| Provided entries |

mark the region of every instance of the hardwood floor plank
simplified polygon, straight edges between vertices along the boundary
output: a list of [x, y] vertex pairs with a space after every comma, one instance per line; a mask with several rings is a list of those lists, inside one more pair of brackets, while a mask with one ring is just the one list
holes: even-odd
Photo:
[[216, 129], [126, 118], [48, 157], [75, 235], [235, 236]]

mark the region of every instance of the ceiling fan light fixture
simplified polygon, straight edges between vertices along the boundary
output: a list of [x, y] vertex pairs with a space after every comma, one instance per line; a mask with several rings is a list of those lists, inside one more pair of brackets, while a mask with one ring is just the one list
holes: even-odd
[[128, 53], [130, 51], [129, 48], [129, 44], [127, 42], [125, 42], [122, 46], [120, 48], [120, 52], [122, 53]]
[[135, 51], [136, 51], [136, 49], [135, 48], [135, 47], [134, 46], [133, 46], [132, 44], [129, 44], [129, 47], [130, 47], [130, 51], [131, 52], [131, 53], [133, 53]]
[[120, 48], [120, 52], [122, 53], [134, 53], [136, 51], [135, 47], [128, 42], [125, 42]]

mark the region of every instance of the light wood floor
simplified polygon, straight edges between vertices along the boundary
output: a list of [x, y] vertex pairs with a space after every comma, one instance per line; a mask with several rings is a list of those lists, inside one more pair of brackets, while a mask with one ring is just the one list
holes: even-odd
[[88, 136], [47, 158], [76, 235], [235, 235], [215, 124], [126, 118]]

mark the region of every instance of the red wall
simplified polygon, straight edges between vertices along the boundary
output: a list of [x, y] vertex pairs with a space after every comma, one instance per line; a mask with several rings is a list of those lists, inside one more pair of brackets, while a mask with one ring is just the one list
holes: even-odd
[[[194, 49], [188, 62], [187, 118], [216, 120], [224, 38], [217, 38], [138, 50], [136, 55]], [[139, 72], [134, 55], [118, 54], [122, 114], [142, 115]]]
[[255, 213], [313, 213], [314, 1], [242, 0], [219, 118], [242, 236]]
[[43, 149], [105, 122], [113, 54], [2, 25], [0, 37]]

| Work to do |
Format every line of the data above as a Markdown table with two columns, Row and Data line. Put the row number in the Row column and leave out the blank lines.

| Expected output |
| Row | Data line |
|---|---|
| 1 | mark the region of every instance of the hardwood floor plank |
| 2 | simplified polygon, straight edges between vertices along the boundary |
| 3 | output: a list of [x, y] vertex pairs with a space after every comma, one instance per line; a mask with several rings is a list of those lists, inside one more pair of brackets, while a mask with one ring is just the one list |
| 4 | holes: even-odd |
| 5 | Photo: |
| 6 | [[216, 129], [126, 118], [48, 157], [75, 235], [235, 236]] |
| 7 | mark the region of every instance of the ceiling fan light fixture |
| 8 | simplified polygon, straight edges between vertices along the boundary |
| 9 | output: a list of [x, y] vertex pairs with a space after every comma, one instance per line; a mask with several rings is a list of those lists, inside one more pair of brackets, while a mask with one ring is just the one list |
| 10 | holes: even-odd |
| 11 | [[128, 53], [130, 51], [129, 48], [129, 44], [127, 42], [125, 42], [122, 46], [120, 48], [120, 52], [122, 53]] |
| 12 | [[135, 51], [136, 51], [136, 49], [135, 48], [135, 47], [134, 46], [133, 46], [132, 44], [129, 44], [129, 47], [130, 47], [130, 51], [131, 52], [131, 53], [133, 53]] |
| 13 | [[120, 48], [120, 52], [122, 53], [134, 53], [136, 51], [135, 47], [128, 42], [125, 42]] |
| 14 | mark the region of every instance of the light wood floor |
| 15 | simplified polygon, straight edges between vertices along the boundary |
| 16 | output: a list of [x, y] vertex pairs with a space after every comma, one instance per line; a mask with several rings is a list of those lists, inside one more pair of brackets, while a mask with one ring is just the one list |
| 17 | holes: even-odd |
| 18 | [[88, 136], [47, 158], [76, 235], [235, 235], [215, 124], [126, 118]] |
| 19 | mark the region of every instance of the red wall |
| 20 | simplified polygon, straight edges between vertices along the boundary |
| 21 | output: a list of [x, y] vertex pairs with a space after every comma, one instance per line; a mask with several rings is a list of those lists, inside one more pair of brackets, while a mask with one ring is just the one list |
| 22 | holes: even-odd |
| 23 | [[[194, 49], [188, 62], [187, 118], [216, 120], [224, 38], [217, 38], [138, 50], [136, 55]], [[139, 72], [134, 55], [118, 54], [122, 114], [142, 115]]] |
| 24 | [[255, 213], [313, 213], [314, 1], [242, 0], [219, 118], [242, 236]] |
| 25 | [[43, 149], [105, 122], [113, 54], [2, 25], [0, 37]] |